# PROBLEM STATEMENT:
Can you rewrite everything from the line containing "Where can you spot the golf" down to the line containing "column 622, row 256", both included, as a Markdown table with the columns Index and Line, leaving out any blank lines?

━━━ EXCERPTED RECORDS ━━━

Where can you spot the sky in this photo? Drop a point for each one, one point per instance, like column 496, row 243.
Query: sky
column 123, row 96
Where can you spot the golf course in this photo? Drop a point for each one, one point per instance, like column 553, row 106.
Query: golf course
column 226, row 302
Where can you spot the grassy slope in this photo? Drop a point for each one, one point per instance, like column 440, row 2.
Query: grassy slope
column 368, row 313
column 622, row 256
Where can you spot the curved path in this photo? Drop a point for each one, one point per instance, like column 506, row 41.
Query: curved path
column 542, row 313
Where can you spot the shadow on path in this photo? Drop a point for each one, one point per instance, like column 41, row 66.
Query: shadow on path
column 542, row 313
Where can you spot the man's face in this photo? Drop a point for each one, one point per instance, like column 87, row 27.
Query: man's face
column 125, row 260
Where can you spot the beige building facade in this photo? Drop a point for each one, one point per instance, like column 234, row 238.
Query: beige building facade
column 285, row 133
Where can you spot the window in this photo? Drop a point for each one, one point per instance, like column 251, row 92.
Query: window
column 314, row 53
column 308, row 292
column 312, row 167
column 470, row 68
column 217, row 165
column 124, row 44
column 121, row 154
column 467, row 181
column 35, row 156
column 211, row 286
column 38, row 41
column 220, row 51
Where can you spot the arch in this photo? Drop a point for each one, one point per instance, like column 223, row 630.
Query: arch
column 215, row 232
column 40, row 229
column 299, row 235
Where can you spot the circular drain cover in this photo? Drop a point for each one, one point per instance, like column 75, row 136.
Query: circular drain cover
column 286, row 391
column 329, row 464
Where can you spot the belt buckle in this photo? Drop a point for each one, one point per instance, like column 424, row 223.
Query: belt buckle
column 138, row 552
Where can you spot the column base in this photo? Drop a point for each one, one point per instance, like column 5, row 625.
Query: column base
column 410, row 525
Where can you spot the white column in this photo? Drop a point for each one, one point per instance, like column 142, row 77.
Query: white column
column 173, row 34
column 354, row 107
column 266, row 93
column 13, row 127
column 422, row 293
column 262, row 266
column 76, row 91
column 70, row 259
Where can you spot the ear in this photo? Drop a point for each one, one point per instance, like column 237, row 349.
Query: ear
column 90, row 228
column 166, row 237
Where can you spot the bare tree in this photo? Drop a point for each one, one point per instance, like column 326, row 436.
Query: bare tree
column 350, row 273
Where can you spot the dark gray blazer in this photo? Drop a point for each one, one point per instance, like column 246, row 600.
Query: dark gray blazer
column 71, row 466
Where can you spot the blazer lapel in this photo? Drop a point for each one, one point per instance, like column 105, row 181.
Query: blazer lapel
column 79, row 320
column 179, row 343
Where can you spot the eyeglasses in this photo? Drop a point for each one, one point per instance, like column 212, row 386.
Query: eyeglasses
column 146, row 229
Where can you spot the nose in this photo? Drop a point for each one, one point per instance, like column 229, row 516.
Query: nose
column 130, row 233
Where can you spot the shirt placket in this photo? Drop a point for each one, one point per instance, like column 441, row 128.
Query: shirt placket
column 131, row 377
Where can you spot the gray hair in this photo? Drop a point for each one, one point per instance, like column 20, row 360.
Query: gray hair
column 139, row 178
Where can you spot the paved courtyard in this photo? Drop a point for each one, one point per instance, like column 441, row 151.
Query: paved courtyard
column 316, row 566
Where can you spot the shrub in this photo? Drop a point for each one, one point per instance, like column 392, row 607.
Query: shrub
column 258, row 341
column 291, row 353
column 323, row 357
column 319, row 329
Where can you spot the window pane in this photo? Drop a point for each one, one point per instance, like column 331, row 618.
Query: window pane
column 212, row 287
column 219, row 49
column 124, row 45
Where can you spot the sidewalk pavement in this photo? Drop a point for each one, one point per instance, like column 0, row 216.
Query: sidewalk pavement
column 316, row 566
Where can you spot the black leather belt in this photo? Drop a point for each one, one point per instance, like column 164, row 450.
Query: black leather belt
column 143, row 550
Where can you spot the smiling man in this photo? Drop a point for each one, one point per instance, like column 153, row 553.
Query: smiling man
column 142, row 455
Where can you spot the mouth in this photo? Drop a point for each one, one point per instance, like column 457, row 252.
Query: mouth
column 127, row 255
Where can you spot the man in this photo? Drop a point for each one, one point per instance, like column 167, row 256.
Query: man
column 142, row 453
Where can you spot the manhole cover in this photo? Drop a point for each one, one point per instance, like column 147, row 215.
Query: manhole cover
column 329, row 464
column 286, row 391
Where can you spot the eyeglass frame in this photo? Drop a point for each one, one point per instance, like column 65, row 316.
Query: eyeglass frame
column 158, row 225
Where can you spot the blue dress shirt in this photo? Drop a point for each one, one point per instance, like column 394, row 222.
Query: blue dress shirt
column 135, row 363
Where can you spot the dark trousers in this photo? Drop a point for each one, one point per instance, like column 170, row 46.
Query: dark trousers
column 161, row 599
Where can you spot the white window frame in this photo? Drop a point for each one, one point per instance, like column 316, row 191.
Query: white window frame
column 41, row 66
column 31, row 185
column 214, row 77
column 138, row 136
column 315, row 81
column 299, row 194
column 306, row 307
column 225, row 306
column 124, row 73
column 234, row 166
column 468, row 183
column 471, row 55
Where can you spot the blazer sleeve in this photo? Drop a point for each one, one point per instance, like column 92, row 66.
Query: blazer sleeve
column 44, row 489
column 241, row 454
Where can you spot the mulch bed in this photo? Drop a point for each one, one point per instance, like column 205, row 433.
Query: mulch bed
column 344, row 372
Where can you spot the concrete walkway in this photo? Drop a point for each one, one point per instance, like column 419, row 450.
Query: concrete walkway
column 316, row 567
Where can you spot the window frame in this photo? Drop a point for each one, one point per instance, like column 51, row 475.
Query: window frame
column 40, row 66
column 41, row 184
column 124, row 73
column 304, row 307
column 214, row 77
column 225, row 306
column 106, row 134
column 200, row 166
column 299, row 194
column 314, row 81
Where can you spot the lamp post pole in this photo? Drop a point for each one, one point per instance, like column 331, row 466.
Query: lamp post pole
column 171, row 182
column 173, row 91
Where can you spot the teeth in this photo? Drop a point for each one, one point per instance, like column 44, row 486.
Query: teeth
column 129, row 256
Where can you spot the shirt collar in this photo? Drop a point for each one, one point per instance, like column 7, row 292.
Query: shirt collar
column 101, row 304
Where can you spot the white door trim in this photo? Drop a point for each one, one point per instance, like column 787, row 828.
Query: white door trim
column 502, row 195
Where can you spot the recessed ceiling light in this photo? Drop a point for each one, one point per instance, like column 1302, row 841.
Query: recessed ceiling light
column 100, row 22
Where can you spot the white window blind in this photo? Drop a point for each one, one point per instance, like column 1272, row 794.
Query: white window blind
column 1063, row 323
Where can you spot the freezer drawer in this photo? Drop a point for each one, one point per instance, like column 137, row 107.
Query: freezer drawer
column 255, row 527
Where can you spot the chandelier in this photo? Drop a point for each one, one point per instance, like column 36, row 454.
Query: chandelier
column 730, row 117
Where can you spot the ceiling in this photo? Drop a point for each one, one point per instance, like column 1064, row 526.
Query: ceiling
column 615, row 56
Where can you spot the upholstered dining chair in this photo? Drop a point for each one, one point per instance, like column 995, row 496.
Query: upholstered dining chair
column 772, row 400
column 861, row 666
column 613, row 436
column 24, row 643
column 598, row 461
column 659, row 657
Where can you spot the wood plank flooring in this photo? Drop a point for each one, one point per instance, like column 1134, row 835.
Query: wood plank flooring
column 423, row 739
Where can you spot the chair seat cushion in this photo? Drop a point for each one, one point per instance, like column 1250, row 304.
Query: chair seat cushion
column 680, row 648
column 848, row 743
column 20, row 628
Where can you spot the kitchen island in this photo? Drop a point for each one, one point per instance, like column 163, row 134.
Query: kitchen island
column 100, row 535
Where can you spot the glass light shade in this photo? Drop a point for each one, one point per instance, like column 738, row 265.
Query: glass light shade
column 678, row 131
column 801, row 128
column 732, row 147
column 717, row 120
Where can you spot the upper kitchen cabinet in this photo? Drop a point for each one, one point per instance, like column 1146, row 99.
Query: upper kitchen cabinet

━━━

# THE REPLY:
| Index | Line |
|---|---|
| 1 | Where can you spot the golf course in this photo? Drop a point for each one, one point per instance, like column 553, row 106. |
| 2 | Query: golf course |
| 3 | column 226, row 302 |
| 4 | Where can you spot the grassy slope in this photo? Drop a point for each one, one point per instance, like column 440, row 2. |
| 5 | Query: grassy slope |
| 6 | column 368, row 313 |
| 7 | column 622, row 256 |